> What this exercise asks:
1. In the essay on faith and reason, what did the atheists in the Facebook discussion take faith to mean?
2. Pick up the essay on faith and reason after its final sentence and keep writing it.

> Text segment:
- - - - - - -
The Assurance Of Things Hoped For

Anselm made Archbishop of Canterbury

Anselm made Archbishop of Canterbury

Some while ago I had a discussion on a Facebook site that brings Christians and atheists together. The question came up at once about how foolish it is for Christians to depend on faith instead of reason.

No, no, several of us responded. We aren’t choosing faith over reason. Our reason leads us to faith. Impossible, these atheists answered. Finally we backed up a step and defined our terms. It soon became clear: to the atheists in the discussion, faith was limited to blind belief, more nearly tied to what I call wishful thinking.

A light went on. No wonder those atheists were dismissive of Christians. Who wouldn’t question someone who knows something isn’t so (or who has no evidence that it is) but who wants it to be true and therefore simply declares it into existence?

To the atheists in that discussion, there was no other meaning to the idea of faith.

And yet, the Bible gives an entirely different view of the issue. Hebrews 12:1 basically defines faith for us: “Now faith is the assurance of things hoped for, the conviction of things not seen.”

I think the last part of the definition is actually the strongest because conviction pushes the matter beyond just wanting it to be true. There’s a convincing element to the word. After all, we convict criminals—we make a strong and convinced statement about a person’s guilt, not based on wishful thinking, but on evidence.

In the same way, faith is conviction—belief based on evidence.

But doubters are quick to point out what comes next—the conviction is of things not seen. You can’t see God, and yet you’re convinced? You can’t see angels. You can’t see heaven. You can’t see the Holy Spirit or demons or hell or Satan or Jesus or a video showing men moved by the Holy Spirit writing the Bible. Pretty much everything in the Christian faith is conviction of things not seen.

How, then, does one become convinced or convicted as to the truth of Christianity? That’s the million dollar question, isn’t it! If I could give an answer in a nutshell, I’d have pastors and missionaries and evangelists beating a path to my apartment.

There’s actually a lot that goes into this convincing/convicting. One element is proclamation. Like anything else that we believe, we may have first heard the statement from someone we trust and we believed it for no other reason than that he or she said it was true. Many a Christian took that first “leap of faith” because someone older and smarter and more experienced and knowledgeable told us the truth about Jesus. And about us.

Another element in the process of becoming convinced/convicted is verification from personal experience. So a trusted someone says, all people everywhere are sinners. Without much trouble, I can verify that statement based on my experiences. I see the news that shows people doing heinous things, I look at my family and friends and see their flaws and foibles, I search my own heart and find wrong attitudes and desires. So, yes, I can agree with and be convince of the truth that all people everywhere are sinners.
- - - - - - -
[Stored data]
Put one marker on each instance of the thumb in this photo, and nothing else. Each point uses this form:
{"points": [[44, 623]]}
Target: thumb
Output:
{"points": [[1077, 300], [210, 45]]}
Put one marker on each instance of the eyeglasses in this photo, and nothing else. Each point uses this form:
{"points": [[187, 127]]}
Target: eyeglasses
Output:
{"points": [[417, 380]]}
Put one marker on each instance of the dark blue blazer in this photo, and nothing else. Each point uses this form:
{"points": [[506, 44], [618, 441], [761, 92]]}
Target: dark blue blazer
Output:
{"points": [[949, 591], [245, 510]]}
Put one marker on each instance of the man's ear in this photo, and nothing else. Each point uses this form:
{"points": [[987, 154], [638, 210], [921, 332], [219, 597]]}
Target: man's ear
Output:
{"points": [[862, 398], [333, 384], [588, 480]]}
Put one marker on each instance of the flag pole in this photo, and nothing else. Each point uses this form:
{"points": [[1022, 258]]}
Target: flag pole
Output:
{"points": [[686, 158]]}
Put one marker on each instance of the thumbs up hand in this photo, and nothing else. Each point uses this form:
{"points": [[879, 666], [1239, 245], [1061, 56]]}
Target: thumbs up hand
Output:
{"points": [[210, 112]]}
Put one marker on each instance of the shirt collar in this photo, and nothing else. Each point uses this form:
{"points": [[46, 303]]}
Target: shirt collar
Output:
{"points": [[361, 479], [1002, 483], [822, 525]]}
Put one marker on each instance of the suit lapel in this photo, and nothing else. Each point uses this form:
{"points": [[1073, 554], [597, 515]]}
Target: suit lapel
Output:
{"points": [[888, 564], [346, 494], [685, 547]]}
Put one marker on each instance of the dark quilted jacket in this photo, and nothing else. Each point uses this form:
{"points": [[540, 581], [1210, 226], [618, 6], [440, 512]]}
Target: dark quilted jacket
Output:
- - - - - - -
> Exercise responses:
1. Blind belief, more nearly tied to what the writer calls wishful thinking.

2.
A third component to the process is reliable corroborative evidence—things like people whose lives have been changed or who live their lives in a way that is countercultural, Bible passages and the overarching Biblical narrative, miraculous events that have no explanation apart from supernatural intervention (or lying, but lying has been disproved).

Another part of this process is deductive reasoning. For instance, one way to arrive at belief in God is to draw a conclusion from several self-evident statements:

    1. One who creates is outside of and apart from what it creates (a painter and his painting; a watch maker and his watch)
    2. Nothing in the known world has the ability to create sentience
    3. Therefore, something outside the known world with the capacity to create sentience must exist.

That’s a somewhat clumsy effort to illustrate how deduction works, but I hope you get the idea. There are numerous others, but apparently Anselm Archbishop of Canterbury is credited with the development of this approach. Here’s his deduction proving God’s existence with a bit of explanation following:

Anselm’s first form of his argument follows:

    1. God is the greatest possible being (nothing greater can be conceived)
    2. If God exists in the mind alone (only as an idea), then a greater being could be imagined to exist both in the mind and in reality
    3. This being would then be greater than God
    4. Thus God cannot exist only as an idea in the mind
    5. Therefore, God exists both in the mind (as an idea) and in reality.

The first premise (1) that God is the greatest possible being stems from the classical attributes of God i.e. omnipotence, omnipresent, omniscience…etc. It naturally follows that there cannot be two rival omnipotent beings…etc. For Anselm (and most theistic thinkers) this understanding of God goes without saying. It is axiomatic to say that God is omnipotent…etc. Any other definition of God would not be God.

The second and third premises (2 and 3) argue that something that exists in reality is better than something that exists only in ones imagination. For example, which is better imagining that you have £1 million, or actually having £1 million in your bank account?

The conclusion (4) follows from the first three premises (1,2 and 3). Anselm’s final conclusion (5) is that if all the previous premises are true (1,2,3 and 4) then God must exist. “The Ontological Argument for the Existence of God”

Other elements that go into the convincing/conviction that is faith in what we do not see involves inductive arguments. We reason from what we “see” to what we don’t see. For instance the “Moral Argument” for God’s existence is inductive—we see that an objective morality exists and conclude that the sense of right and wrong has its origin in a Moral Being.

These various ways of becoming convicted of what is not seen are philosophical. Too often our atheist friends want to stop with the words “not seen” as if the lack of material evidence means there is no evidence. However, there’s one overarching argument against this opposition.

While atheists accept that science can discover new things to the point that scientists might refute a position that had been commonly held to be true in a past age, atheists take for themselves omniscience in regard to God by saying that since they have not discovered scientific evidence for Him, He does not exist anywhere in the known and unknown universes and possible dimensions.

To know such a thing a person would have to, well, be like God. But since, in their view, there is no God, then they can’t know if God is in some distant universe or dimension. In other words, their position is simply . . . dare I say it? . . . wishful thinking.

Published in: on January 7, 2016 at 7:23 pm  Comments (13)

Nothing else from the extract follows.